> Exercices
1. Recopiez le passage de l'extrait qui va de « L’arrêt du 18 » jusqu'à « pourvoi en cassation. » inclus, en substituant « infirmière » à « aide-soignante ».
2. D'après l'extrait, à quelle date la salariée a-t-elle été engagée par l'association d'aide à domicile ?

> Extrait du document
┌──

Par ailleurs, il est également rappelé, en application de l’article L.1226-14 du code du travail que les règles protectrices applicables aux victimes d’un accident du travail ou d’une maladie professionnelle (AT/MP) s’appliquent dès lors que l’inaptitude du salarié, quel que soit le moment où elle est constatée, a au moins partiellement pour origine cet AT/MP et que l’employeur en avait connaissance au moment du licenciement.  

L’arrêt du 18 septembre 2024 a été amené à se prononcer tant sur la forme, concernant la recevabilité des demandes nouvelles, que sur le fond, à propos de l’origine de l’inaptitude de la salariée.

En l’espèce, une salariée a été engagée le 7 mars 2013 en qualité d’aide-soignante par une association d’aide à domicile. Elle a été déclarée inapte en avril 2016 puis, licenciée pour inaptitude et impossibilité de reclassement le mois suivant. La salariée a alors saisi la juridiction prud’homale de la contestation de son licenciement.

Un appel a été interjeté et la cour d’appel de Douai l’a débouté de toutes ses demandes par un arrêt du 24 septembre 2021. Ainsi, la requérante a formé un pourvoi en cassation.

Elle soutenait alors :

  • Être recevable à solliciter l’indemnité relative au manquement de l’employeur à son obligation de sécurité, puisqu’il ne s’agit pas d’une demande nouvelle. En effet, la salariée demandait à la cour d’appel de constater que l’employeur avait manqué à son obligation de sécurité uniquement pour en déduire que son licenciement était sans cause réelle et sérieuse, prétention qu’elle avait déjà formée en première instance. De sorte que, sa demande d’indemnisation formée au stade de l’appel ne serait que le prolongement de celle déjà formulée en première instance ;
  • Que la cour d’appel aurait eu tort de retenir, pour conclure à l’absence d’origine professionnelle de l’inaptitude, qu’elle était consécutive à un arrêt de travail de droit commun, alors qu’elle se devait de rechercher par elle-même, indépendamment de la position de la CPAM si l’inaptitude n’avait pas, au moins partiellement, une origine professionnelle. En l’espèce, il était avancé que l’origine professionnelle de l’inaptitude résidait dans un accident du travail dont avait été victime la salariée en 2015 et qui avait été pris en charge par la CPAM au titre des risques professionnels.

La chambre sociale de la Cour de cassation censure l’arrêt d’appel et retient :

  • Au visa de l’article 565 du code de procédure civile, que la demande de dommages et intérêts formée devant la cour d’appel par la salariée aux fins d’indemnisation des conséquences de son licenciement pour inaptitude en raison du manquement de l’employeur à son obligation de sécurité tendait « aux mêmes fins que celle, soumise aux premiers juges, qui visait à obtenir l’indemnisation de la rupture du contrat de travail par l’employeur pour manquement à l’obligation de reclassement ». Cette demande nouvelle devait ainsi être déclarée recevable ;
  • Au visa de l’article L.1226-6 dans sa version antérieure à la loi du 8 août 2016 et de l’article L.1226-14 du code du travail, la cour d’appel aurait dû, pour justifier du refus d’accorder à la salariée l’indemnité spéciale de licenciement, rechercher par elle-même :
  • Si l’inaptitude avait au moins partiellement pour origine un accident du travail ou une maladie professionnelle et ;
  • Si l’employeur avait connaissance de cette origine au moment du licenciement

Il revient aux juges du fond, selon la chambre sociale, de procéder à cette vérification.

└──

> Données enregistrées
┌──

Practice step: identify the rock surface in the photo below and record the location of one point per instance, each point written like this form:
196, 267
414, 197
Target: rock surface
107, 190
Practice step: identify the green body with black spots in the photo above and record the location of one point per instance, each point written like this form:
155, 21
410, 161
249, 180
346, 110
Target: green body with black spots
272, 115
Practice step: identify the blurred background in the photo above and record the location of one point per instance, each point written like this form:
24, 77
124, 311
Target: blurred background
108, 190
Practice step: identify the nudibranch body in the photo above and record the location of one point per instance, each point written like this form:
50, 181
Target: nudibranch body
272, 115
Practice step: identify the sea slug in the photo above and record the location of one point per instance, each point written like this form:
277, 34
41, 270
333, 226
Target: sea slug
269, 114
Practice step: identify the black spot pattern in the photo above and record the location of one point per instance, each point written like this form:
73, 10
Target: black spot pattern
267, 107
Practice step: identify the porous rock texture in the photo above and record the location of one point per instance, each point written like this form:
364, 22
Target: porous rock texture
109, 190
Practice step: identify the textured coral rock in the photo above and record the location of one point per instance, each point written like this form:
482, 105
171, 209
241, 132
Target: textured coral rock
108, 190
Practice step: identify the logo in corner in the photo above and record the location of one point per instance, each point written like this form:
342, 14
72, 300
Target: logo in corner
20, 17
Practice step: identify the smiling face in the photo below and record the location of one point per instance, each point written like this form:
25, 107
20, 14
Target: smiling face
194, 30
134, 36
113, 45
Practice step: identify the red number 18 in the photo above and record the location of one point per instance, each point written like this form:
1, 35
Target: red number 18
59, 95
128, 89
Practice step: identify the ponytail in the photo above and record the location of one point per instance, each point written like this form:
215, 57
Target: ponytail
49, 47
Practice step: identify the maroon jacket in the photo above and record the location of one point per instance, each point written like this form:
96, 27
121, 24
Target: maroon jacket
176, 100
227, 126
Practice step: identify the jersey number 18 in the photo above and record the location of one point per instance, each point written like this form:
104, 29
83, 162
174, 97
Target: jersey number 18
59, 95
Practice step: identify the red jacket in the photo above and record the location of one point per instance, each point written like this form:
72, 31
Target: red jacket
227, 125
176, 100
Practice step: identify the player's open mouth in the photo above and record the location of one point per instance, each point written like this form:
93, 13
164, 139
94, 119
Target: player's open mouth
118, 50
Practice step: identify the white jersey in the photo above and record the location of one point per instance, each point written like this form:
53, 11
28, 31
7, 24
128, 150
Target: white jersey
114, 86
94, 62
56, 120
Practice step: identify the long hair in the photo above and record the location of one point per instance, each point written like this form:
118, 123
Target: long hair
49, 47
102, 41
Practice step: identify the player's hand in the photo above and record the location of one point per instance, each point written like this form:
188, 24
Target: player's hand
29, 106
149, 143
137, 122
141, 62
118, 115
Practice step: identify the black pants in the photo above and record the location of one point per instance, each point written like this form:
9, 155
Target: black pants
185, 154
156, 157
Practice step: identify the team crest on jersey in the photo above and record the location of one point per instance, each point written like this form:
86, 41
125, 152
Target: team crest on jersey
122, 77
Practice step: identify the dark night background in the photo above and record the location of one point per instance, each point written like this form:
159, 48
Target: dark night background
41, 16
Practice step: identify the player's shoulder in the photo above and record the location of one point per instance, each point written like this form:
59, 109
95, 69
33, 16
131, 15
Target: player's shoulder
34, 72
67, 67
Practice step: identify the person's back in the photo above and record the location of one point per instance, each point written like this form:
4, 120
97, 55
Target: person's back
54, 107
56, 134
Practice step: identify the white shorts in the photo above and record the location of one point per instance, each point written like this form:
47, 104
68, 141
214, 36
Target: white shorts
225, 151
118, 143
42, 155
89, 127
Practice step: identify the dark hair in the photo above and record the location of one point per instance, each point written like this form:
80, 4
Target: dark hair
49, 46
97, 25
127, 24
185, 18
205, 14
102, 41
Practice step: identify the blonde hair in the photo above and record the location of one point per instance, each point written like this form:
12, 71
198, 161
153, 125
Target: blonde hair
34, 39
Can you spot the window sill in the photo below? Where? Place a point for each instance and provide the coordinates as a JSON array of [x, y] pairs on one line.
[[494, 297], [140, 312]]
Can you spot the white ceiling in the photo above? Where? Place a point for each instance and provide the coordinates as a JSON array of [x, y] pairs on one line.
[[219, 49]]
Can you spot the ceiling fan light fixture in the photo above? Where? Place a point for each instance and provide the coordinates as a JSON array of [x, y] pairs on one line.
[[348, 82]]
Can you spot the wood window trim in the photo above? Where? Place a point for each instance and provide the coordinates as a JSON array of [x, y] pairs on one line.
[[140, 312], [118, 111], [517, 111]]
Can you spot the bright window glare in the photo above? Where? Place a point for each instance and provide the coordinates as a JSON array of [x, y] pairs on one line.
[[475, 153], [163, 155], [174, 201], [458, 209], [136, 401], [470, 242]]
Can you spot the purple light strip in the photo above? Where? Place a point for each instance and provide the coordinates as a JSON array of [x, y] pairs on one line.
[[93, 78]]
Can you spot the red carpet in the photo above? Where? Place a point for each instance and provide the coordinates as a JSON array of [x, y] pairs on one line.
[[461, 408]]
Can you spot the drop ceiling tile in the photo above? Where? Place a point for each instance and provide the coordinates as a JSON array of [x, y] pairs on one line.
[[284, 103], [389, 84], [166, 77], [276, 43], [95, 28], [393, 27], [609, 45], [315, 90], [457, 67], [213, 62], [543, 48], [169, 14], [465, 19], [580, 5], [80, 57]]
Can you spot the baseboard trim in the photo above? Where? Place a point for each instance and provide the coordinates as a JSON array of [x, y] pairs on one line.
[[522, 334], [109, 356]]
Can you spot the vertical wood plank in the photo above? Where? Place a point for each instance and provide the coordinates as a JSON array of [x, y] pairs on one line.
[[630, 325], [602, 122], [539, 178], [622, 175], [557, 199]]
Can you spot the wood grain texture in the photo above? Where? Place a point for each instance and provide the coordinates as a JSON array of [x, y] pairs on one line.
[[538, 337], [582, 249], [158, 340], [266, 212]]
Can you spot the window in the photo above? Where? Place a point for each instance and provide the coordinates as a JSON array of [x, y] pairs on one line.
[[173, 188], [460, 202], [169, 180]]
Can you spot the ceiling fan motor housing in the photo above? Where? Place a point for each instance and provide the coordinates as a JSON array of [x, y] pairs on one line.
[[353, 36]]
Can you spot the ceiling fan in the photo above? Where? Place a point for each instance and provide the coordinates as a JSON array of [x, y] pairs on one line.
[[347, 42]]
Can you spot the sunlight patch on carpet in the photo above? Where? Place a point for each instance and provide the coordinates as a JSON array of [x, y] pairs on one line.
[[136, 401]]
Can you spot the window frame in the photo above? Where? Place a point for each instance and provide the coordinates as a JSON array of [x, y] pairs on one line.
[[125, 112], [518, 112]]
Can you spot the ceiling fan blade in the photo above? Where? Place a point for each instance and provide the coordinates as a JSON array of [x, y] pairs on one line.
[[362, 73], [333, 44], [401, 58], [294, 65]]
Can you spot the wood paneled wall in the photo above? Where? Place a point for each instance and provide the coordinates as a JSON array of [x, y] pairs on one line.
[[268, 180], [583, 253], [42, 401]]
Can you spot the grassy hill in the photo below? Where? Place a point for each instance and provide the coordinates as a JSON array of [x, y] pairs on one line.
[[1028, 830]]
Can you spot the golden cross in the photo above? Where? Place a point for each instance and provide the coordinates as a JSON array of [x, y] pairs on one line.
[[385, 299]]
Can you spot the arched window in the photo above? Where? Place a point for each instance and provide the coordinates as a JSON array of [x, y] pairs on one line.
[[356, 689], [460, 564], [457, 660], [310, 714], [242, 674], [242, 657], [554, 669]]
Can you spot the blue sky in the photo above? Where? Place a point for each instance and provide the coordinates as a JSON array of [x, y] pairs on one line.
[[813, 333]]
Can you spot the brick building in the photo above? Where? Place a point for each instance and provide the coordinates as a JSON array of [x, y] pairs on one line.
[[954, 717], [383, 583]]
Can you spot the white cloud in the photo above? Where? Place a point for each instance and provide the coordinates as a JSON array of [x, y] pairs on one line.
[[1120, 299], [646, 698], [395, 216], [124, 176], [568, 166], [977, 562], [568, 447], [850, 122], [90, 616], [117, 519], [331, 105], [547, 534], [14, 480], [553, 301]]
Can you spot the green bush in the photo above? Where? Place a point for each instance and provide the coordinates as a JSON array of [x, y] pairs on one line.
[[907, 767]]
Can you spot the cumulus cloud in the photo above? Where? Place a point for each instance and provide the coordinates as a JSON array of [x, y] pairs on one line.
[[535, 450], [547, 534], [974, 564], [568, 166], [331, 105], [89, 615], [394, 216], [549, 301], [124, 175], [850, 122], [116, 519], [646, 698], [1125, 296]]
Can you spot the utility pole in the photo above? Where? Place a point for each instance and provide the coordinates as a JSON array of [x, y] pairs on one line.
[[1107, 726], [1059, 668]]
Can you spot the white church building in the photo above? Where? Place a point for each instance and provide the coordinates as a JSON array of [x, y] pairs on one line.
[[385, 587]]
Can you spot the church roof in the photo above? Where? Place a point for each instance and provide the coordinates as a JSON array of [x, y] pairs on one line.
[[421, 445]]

└──

> Liste des réponses
1.
L’arrêt du 18 septembre 2024 a été amené à se prononcer tant sur la forme, concernant la recevabilité des demandes nouvelles, que sur le fond, à propos de l’origine de l’inaptitude de la salariée.

En l’espèce, une salariée a été engagée le 7 mars 2013 en qualité d’infirmière par une association d’aide à domicile. Elle a été déclarée inapte en avril 2016 puis, licenciée pour inaptitude et impossibilité de reclassement le mois suivant. La salariée a alors saisi la juridiction prud’homale de la contestation de son licenciement.

Un appel a été interjeté et la cour d’appel de Douai l’a débouté de toutes ses demandes par un arrêt du 24 septembre 2021. Ainsi, la requérante a formé un pourvoi en cassation.

2. Le 7 mars 2013.